EXERCISE INPUT: Begin

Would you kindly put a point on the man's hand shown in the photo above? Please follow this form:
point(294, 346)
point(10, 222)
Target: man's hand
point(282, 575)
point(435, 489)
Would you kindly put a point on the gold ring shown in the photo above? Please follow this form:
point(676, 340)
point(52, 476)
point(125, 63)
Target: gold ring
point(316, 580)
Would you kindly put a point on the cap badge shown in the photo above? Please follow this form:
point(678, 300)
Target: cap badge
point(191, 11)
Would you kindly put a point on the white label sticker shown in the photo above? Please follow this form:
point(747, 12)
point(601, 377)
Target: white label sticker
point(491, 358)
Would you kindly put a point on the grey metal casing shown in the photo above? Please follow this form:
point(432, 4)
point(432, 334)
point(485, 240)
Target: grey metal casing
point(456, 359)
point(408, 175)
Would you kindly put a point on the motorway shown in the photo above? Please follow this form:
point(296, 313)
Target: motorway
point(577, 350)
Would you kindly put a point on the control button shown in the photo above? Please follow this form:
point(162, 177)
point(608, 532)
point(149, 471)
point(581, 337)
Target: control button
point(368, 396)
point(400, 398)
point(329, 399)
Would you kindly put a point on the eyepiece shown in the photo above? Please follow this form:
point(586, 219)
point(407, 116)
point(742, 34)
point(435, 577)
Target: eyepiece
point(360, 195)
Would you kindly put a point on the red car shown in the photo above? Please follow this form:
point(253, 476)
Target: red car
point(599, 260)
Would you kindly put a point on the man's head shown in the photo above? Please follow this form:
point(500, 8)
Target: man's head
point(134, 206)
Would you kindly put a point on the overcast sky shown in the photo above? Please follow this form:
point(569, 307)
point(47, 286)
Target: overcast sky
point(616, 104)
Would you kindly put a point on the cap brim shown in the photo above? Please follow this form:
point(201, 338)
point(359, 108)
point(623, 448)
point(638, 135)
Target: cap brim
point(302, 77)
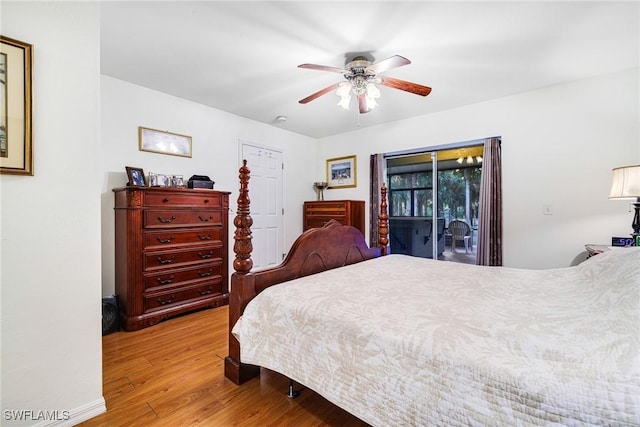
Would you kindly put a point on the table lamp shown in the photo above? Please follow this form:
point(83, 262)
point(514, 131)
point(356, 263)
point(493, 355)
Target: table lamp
point(626, 185)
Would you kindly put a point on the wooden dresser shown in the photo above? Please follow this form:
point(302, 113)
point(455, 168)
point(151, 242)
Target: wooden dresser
point(171, 252)
point(346, 212)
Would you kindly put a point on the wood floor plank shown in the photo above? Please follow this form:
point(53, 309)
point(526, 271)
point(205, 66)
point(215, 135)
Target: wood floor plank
point(172, 374)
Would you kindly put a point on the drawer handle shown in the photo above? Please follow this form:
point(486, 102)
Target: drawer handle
point(166, 301)
point(205, 255)
point(166, 220)
point(166, 281)
point(205, 291)
point(206, 273)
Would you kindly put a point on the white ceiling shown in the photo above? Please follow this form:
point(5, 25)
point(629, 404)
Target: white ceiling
point(242, 57)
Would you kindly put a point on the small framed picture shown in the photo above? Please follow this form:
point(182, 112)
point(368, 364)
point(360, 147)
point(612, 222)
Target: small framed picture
point(136, 177)
point(341, 172)
point(157, 141)
point(163, 180)
point(177, 181)
point(153, 179)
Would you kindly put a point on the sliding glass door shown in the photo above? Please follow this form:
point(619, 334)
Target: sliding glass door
point(433, 200)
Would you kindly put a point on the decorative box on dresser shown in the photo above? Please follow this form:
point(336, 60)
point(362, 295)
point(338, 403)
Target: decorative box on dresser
point(346, 212)
point(171, 255)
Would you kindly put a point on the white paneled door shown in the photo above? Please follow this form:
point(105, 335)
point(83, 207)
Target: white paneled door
point(265, 192)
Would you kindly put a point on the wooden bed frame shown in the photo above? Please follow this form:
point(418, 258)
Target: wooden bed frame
point(316, 250)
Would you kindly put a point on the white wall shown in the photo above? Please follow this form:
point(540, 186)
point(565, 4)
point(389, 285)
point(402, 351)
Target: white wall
point(559, 145)
point(50, 223)
point(215, 135)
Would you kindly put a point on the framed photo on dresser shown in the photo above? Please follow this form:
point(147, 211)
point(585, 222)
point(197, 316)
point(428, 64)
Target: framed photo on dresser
point(136, 177)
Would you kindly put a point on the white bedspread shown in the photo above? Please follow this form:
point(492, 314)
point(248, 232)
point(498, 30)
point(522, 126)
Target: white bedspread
point(401, 341)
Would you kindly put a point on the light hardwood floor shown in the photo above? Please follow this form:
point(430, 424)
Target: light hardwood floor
point(172, 374)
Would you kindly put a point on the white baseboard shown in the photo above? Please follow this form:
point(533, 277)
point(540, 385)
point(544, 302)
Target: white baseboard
point(77, 415)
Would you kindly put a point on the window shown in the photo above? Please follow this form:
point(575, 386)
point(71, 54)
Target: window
point(410, 194)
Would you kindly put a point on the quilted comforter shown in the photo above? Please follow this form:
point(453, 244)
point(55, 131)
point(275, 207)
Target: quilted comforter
point(401, 341)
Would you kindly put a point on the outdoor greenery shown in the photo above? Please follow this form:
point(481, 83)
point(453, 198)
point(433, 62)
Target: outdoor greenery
point(410, 194)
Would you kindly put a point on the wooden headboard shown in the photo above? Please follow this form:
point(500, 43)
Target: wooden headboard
point(316, 250)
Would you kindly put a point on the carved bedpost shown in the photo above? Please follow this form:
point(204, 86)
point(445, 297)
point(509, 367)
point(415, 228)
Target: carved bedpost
point(383, 225)
point(243, 222)
point(242, 283)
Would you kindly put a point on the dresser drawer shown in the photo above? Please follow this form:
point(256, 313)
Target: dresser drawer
point(172, 259)
point(182, 277)
point(318, 221)
point(178, 218)
point(153, 240)
point(191, 198)
point(164, 300)
point(326, 206)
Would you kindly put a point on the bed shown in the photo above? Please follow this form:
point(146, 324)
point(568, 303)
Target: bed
point(401, 340)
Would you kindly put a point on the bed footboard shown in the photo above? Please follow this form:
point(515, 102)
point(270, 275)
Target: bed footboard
point(316, 250)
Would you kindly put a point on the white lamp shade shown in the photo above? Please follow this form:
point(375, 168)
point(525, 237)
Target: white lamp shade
point(625, 183)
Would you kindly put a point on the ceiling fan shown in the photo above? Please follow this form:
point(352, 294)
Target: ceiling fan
point(361, 76)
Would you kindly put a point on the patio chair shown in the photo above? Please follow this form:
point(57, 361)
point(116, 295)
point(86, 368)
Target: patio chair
point(460, 231)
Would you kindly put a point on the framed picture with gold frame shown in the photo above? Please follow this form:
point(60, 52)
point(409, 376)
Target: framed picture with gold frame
point(341, 172)
point(163, 142)
point(16, 145)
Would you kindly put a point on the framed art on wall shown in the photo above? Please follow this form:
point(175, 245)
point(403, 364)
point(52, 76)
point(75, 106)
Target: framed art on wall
point(341, 172)
point(157, 141)
point(16, 145)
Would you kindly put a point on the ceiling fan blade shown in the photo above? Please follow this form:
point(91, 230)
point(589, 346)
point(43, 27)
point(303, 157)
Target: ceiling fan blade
point(319, 93)
point(362, 103)
point(388, 64)
point(323, 68)
point(406, 86)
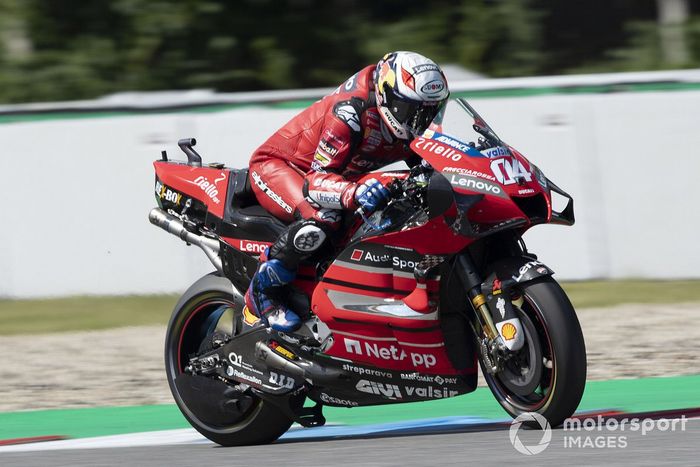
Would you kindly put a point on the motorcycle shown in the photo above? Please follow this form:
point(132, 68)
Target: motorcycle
point(415, 298)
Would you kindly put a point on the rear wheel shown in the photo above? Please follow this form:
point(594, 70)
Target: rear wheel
point(548, 374)
point(219, 411)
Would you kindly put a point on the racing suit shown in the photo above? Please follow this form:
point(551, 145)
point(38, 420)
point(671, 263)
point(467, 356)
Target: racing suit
point(305, 173)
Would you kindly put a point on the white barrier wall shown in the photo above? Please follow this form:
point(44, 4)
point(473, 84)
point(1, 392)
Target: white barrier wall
point(76, 193)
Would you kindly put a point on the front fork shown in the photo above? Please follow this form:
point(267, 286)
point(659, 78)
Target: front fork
point(497, 326)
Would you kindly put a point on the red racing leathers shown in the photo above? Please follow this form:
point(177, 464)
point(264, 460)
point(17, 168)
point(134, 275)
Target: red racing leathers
point(308, 166)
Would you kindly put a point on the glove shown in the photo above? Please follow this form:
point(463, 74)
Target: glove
point(371, 195)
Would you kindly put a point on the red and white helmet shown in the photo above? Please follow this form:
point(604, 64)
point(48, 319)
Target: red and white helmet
point(410, 90)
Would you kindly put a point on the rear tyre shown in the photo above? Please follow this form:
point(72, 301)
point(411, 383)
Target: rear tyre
point(548, 375)
point(213, 408)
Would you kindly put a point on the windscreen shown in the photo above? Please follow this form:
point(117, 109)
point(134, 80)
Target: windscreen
point(462, 122)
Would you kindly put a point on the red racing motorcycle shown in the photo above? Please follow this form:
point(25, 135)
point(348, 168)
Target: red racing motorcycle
point(413, 300)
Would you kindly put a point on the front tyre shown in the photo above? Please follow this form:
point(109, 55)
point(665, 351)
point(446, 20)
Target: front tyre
point(214, 408)
point(548, 374)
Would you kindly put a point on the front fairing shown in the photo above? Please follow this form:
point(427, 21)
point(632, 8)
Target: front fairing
point(493, 183)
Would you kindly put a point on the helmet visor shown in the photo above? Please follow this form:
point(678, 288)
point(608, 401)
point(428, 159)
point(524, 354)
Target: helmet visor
point(415, 116)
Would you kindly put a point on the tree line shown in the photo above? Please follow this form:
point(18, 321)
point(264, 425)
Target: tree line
point(64, 50)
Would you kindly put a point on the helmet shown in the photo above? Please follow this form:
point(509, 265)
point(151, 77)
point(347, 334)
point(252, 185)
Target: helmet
point(410, 90)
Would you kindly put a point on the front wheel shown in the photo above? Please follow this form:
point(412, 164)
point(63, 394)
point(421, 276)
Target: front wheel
point(548, 374)
point(216, 409)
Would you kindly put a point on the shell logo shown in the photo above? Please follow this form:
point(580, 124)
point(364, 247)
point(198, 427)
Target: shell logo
point(508, 331)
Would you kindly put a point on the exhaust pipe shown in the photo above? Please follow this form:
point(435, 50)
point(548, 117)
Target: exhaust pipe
point(173, 225)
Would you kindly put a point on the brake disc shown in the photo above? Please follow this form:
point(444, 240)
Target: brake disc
point(522, 372)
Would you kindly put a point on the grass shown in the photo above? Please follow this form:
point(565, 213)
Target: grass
point(608, 293)
point(91, 313)
point(83, 313)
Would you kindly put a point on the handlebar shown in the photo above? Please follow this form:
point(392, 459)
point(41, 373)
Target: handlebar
point(397, 188)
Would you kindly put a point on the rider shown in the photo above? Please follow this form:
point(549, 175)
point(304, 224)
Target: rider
point(305, 172)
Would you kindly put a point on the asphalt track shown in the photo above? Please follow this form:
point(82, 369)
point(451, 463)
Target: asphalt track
point(489, 445)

EXERCISE INPUT: End

The required answer is the run of lines above, starting at the line with "Would you kindly put a point on the carved" and ending at the line with "point(256, 313)", reproduced exactly with both ends.

Would you kindly put a point on the carved bedpost shown in the photo above? Please follow this form:
point(204, 86)
point(445, 297)
point(509, 367)
point(415, 228)
Target: carved bedpost
point(383, 225)
point(243, 222)
point(242, 283)
Would you kindly put a point on the dresser drawer shown in the photo above? Please follow this form:
point(256, 313)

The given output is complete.